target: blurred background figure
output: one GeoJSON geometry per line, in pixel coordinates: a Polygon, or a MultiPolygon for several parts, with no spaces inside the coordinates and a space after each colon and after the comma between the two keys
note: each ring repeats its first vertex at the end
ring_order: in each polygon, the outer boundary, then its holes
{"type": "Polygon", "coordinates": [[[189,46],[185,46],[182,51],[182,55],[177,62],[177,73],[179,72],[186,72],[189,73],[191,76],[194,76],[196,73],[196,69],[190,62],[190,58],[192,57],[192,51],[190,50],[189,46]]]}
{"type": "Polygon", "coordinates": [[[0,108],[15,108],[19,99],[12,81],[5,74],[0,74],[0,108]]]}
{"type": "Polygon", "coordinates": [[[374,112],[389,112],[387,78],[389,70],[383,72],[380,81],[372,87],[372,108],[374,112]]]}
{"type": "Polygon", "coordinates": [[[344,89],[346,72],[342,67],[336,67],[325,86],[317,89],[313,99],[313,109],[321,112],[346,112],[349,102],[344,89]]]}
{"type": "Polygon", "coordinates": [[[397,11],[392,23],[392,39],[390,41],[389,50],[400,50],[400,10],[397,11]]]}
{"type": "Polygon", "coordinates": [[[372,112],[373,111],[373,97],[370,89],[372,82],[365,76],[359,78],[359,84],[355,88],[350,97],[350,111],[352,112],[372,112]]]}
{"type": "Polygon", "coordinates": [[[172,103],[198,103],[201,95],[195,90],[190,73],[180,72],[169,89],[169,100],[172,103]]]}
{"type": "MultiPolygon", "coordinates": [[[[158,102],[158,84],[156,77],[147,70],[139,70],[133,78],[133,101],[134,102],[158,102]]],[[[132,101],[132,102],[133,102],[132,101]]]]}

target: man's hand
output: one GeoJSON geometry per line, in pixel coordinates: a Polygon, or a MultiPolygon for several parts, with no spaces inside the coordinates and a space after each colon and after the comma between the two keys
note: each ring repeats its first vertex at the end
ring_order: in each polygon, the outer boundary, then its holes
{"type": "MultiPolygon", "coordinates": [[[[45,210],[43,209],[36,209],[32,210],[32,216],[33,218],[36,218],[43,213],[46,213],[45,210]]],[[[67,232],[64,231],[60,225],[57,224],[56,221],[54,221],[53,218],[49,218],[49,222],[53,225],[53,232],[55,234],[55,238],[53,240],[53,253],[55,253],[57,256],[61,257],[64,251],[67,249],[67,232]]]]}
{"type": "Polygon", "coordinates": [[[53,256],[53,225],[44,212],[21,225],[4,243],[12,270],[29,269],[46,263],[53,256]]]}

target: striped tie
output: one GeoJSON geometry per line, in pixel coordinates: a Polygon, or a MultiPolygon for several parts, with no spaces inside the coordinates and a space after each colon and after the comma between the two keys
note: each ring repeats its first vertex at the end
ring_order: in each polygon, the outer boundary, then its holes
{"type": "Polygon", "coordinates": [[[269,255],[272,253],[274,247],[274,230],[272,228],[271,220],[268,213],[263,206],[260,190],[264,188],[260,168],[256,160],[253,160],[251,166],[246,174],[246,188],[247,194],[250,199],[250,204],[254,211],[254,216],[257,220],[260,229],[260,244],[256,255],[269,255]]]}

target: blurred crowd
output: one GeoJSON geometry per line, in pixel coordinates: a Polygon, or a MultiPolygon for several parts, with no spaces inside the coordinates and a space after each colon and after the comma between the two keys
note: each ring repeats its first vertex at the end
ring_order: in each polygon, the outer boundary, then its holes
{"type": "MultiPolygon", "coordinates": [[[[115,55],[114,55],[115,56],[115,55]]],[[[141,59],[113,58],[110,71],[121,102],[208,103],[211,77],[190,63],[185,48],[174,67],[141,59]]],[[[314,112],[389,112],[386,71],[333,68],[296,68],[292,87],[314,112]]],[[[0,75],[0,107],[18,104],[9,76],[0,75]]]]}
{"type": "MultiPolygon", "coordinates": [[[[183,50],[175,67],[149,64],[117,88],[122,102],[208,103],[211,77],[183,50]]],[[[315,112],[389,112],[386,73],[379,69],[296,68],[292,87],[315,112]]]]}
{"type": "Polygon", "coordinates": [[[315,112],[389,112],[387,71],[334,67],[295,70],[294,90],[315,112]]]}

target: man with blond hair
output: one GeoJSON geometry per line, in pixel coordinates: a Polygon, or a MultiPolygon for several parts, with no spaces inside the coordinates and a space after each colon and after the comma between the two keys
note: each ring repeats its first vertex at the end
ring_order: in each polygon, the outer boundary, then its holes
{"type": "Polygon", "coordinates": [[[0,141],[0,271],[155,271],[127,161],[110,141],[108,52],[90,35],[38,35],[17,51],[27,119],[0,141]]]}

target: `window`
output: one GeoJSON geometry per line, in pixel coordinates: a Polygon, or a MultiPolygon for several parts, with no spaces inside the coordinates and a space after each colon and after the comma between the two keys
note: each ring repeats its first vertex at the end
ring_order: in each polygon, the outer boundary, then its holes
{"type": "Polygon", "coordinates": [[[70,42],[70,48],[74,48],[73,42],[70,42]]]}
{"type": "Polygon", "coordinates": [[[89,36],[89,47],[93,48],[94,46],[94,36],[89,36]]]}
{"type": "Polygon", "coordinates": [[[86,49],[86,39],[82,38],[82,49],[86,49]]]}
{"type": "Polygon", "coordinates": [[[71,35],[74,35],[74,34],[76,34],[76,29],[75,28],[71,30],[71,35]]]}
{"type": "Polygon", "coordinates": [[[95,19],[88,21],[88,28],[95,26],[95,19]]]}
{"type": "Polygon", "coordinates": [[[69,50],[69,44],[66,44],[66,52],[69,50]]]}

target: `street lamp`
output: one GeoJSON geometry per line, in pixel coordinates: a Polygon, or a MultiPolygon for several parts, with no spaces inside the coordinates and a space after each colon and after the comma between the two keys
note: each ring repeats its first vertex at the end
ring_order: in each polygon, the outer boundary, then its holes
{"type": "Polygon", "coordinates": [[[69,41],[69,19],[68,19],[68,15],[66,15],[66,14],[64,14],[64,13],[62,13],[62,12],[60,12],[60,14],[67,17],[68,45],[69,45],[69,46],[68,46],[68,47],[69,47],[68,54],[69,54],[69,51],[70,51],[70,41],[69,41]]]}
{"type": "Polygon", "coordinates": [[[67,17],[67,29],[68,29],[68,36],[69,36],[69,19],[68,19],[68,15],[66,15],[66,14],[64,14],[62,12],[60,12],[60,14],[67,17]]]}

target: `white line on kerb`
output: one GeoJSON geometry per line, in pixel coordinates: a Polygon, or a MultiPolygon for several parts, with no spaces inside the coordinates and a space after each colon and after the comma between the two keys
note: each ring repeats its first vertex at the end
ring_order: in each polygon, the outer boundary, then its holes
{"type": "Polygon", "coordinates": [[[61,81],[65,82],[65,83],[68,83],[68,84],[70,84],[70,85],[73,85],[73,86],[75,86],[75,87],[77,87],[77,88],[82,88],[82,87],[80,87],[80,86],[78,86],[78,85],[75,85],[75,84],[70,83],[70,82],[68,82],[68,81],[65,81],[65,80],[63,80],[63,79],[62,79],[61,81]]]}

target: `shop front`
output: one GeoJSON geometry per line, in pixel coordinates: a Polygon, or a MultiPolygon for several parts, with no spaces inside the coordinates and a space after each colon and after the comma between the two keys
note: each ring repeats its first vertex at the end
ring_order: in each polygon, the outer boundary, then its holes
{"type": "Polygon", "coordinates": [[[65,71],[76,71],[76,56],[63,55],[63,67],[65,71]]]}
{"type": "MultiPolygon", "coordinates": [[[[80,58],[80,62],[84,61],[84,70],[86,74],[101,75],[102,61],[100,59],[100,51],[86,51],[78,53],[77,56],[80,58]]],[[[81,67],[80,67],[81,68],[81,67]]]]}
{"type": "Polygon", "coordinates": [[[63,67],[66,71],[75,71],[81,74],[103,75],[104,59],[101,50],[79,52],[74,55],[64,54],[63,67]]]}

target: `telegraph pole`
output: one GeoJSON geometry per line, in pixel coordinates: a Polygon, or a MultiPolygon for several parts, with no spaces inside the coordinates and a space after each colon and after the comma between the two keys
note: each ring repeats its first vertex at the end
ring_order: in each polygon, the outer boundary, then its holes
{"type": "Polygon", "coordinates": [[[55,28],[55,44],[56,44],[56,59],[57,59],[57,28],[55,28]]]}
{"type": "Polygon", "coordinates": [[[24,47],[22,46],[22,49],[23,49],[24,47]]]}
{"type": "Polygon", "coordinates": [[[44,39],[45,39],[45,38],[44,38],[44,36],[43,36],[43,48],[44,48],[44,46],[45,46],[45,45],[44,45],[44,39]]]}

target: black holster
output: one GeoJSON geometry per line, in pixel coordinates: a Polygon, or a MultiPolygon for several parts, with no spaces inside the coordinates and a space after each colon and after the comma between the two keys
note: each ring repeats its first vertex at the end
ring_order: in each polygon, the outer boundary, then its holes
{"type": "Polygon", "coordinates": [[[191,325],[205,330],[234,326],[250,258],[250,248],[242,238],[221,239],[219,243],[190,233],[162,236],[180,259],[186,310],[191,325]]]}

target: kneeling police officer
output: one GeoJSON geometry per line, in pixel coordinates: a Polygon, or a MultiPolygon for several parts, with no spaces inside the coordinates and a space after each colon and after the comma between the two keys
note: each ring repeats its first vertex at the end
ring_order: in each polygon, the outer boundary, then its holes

## WORK INSTRUCTION
Give back exactly the lines that run from the line with "target: black holster" through the close of the material, counting both ends, and nothing more.

## RESULT BELOW
target: black holster
output: one GeoJSON geometry per line, in pixel coordinates: a Polygon, or a MultiPolygon for several parts, with no spaces inside the coordinates and a space after each colon and after the comma between the two keys
note: each ring repeats its first vertex at the end
ring_order: in each polygon, the outer boundary, then its holes
{"type": "Polygon", "coordinates": [[[191,325],[205,330],[234,326],[250,258],[250,248],[242,238],[221,239],[219,243],[190,233],[162,236],[180,259],[186,310],[191,325]]]}

target: kneeling police officer
output: one GeoJSON geometry per line, in pixel coordinates: a Polygon, or a MultiPolygon for several parts, with no spaces inside the coordinates and a space after each colon and after the comma between the two keys
note: each ring repeats its first vertex at the end
ring_order: in each polygon, the outer boundary, then its holes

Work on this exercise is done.